EXERCISES TO COMPLETE:
**a)** Answer these questions from the passage on pastors:
(i) What Latin word is "Domine" said to come from?
(ii) What is the shepherd's dog often a model of?
(iii) In applications for a preacher, which qualifications are generally specified more than the spiritual ones?
**b)** Echo the passage on pastors word for word, starting with "Page images" and going on through "if properly understood.".

EXTRACT:
══════

Page images
PDF
EPUB

“Domine, how do you do?" was a friendly and honorable salutation among the Dutch churches in years gone by. It retains its usage in many places now, where the good man is familiarly and affectionately addressed by this title. It is the Latin Dominus, and means the master of the house, then a schoolmaster, then a clergyman, who is a teacher, rector, and the lord of the parish. Thus the word includes the ideas of instruction and government, and is a proper term if properly understood.

Pastor is the word: he is a shepherd. He feeds the flock. All the tender and endearing thoughts that cluster about the term when applied to one who tends the sheep and the lambs, surround the word pastor when given to him who is set to watch for souls. It implies FIDELITY. The shepherd's dog is often a model of faithfulness. How much more responsible is a man than a dog? And of how much more value is the soul of a man than a sheep? It implies WATCHFULNESS. In an hour we think not the wolf may invade the flock, or one of them may go astray. Eternal vigilance is the only security. It implies AFFECTION. "Lovest thou me?" asked the Great Shepherd and Bishop of souls: “Lovest thou me?" “Feed my sheep." "Feed my lambs." It implies PERSEVERANCE in well-doing. To get tired of the work and to seek rest when the flock is exposed is to be a heartless, careless shepherd, who has no love for his work or the flock. To be a pastor in the church of God is enough to fill the right ambition of any good man. The office is not magnified in the esteem of the ministry and the people as it should be: it does not hold the place it did when George Herbert wrote his "Country Parson,” and Oliver Goldsmith his “ Deserted Village," and Cowper drew his portrait of the godly preacher. The manners, tastes and pursuits of the age have invaded the church. This is a matter-of-fact, a trading, commercial age. It is also a levelling age. And the worst of that fact is that it levels down instead of up. As reverence for dignities declines, with the divine right idea of rulers, the people and pastor come to be less distinct: if anything, the pastor has come to be used by the people for

their purposes, often selfish, rather than as a shepherd to whom the flock looks for food convenient for them. Any man who keeps an intelligence office, as I do, for ministers and people, a sort of matrimonial agency, will testify that the applications for a preacher do not generally specify the spiritual qualifications required so much as the intellectual: "We must have a man of ability to attract attention: the other churches have able preachers, and we want one that can hold his own."

══════

(Extracted records)
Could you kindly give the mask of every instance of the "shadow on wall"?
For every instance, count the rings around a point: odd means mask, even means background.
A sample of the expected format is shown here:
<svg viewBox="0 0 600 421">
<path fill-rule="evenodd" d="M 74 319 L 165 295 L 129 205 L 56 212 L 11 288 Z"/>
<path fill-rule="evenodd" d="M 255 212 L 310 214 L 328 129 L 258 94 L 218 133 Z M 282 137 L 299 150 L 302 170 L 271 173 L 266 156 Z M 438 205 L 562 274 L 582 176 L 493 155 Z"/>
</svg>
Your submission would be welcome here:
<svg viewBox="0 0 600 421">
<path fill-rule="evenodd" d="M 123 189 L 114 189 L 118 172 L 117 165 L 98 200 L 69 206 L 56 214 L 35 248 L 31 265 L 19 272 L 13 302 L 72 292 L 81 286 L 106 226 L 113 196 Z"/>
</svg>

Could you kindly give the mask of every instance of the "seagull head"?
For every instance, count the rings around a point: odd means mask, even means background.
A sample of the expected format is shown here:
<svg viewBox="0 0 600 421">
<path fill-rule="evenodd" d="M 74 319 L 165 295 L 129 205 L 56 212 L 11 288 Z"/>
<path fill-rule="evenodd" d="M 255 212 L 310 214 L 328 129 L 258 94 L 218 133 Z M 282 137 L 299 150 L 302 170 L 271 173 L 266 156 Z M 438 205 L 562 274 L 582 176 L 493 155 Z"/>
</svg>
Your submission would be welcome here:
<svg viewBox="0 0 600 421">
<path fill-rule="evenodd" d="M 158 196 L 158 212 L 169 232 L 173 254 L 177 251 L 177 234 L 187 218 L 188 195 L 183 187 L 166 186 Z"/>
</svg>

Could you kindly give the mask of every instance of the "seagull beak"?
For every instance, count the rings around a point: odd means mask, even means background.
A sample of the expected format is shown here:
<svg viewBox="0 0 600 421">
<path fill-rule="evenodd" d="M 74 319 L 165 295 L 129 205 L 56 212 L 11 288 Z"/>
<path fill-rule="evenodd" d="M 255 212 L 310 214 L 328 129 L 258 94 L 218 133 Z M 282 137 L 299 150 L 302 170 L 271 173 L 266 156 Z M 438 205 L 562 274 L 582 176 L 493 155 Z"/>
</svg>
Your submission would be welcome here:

══════

RESULTS OF THE EXERCISE:
**a)**
(i) Dominus
(ii) Faithfulness
(iii) The intellectual qualifications

**b)**
Page images
PDF
EPUB

“Domine, how do you do?" was a friendly and honorable salutation among the Dutch churches in years gone by. It retains its usage in many places now, where the good man is familiarly and affectionately addressed by this title. It is the Latin Dominus, and means the master of the house, then a schoolmaster, then a clergyman, who is a teacher, rector, and the lord of the parish. Thus the word includes the ideas of instruction and government, and is a proper term if properly understood.